■ Records supplied ■
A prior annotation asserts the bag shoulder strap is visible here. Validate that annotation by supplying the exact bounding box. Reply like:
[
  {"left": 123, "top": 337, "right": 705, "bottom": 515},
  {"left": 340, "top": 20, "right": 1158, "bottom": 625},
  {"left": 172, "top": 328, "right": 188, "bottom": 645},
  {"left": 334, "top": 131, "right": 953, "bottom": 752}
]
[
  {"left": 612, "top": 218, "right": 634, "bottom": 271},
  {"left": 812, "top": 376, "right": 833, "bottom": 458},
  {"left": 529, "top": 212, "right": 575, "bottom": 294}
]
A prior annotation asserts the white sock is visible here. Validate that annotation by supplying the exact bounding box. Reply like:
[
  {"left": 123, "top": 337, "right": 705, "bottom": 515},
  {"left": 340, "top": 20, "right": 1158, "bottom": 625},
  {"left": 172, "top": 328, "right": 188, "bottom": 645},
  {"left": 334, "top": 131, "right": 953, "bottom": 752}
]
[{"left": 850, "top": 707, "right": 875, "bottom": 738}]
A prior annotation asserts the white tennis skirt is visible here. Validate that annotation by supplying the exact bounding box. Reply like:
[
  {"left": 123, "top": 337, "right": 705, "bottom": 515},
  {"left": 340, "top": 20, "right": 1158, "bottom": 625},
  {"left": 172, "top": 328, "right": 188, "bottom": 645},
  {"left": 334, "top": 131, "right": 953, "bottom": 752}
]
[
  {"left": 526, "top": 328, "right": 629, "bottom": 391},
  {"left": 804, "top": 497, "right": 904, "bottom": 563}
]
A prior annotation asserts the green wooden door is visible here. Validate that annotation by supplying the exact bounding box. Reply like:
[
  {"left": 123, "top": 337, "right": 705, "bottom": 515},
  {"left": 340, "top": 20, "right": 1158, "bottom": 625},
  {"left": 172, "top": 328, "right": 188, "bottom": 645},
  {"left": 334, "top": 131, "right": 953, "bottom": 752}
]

■ Task statement ■
Extract the entries from the line containing "A prior annotation asserts the white tennis" through the last line of the entries, inclusive, and reproduce them verbatim.

■ Full response ■
A prior annotation asserts the white tennis skirt is visible here. Validate that annotation by supplying the exact bounding box. Reply like:
[
  {"left": 123, "top": 337, "right": 705, "bottom": 515},
  {"left": 340, "top": 20, "right": 1158, "bottom": 625},
  {"left": 172, "top": 328, "right": 188, "bottom": 645},
  {"left": 334, "top": 131, "right": 953, "bottom": 752}
]
[
  {"left": 526, "top": 328, "right": 629, "bottom": 391},
  {"left": 804, "top": 497, "right": 904, "bottom": 563}
]
A prior annotation asserts the green wooden door is visible here. Validate that annotation by supplying the exact bounding box. Reply like:
[
  {"left": 123, "top": 337, "right": 705, "bottom": 515},
  {"left": 340, "top": 20, "right": 1158, "bottom": 625},
  {"left": 172, "top": 328, "right": 188, "bottom": 645},
  {"left": 334, "top": 131, "right": 953, "bottom": 752}
]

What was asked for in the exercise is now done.